- [Extracted records]
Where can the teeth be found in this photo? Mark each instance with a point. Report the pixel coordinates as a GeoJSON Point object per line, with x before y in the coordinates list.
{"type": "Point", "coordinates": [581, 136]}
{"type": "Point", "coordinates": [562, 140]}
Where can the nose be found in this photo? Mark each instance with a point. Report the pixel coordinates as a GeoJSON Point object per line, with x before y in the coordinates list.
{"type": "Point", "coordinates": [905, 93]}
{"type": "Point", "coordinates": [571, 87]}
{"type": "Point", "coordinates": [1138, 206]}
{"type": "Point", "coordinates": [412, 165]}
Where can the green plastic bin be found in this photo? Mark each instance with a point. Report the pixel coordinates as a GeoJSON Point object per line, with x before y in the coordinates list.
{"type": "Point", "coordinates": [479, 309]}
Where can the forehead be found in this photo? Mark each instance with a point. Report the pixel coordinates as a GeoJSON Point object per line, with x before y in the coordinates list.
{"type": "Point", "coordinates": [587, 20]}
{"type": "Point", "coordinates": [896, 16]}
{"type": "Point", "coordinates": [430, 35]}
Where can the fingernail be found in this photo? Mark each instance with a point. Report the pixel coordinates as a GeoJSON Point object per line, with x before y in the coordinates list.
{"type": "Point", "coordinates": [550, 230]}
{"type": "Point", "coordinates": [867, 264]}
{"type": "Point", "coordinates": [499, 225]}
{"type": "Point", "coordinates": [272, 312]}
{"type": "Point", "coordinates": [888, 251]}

* * *

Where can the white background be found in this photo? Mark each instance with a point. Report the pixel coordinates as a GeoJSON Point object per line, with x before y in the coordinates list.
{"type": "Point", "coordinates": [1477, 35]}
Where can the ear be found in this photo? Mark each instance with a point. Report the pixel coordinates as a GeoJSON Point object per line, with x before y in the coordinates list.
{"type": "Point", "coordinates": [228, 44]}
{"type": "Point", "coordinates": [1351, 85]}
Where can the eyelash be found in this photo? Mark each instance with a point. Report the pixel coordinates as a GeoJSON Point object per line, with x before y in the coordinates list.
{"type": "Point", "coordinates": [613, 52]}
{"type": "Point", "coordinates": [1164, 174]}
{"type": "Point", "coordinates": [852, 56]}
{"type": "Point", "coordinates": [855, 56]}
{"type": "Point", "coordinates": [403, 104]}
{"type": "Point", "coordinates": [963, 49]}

- [Directions for this task] Pull out every line above that contains the word "green".

- [Complete response]
Where can the green plastic bin be found in this photo? Mark each instance with a point. Report the pixel coordinates as a GeoJSON Point object per line, with x before y in the coordinates list.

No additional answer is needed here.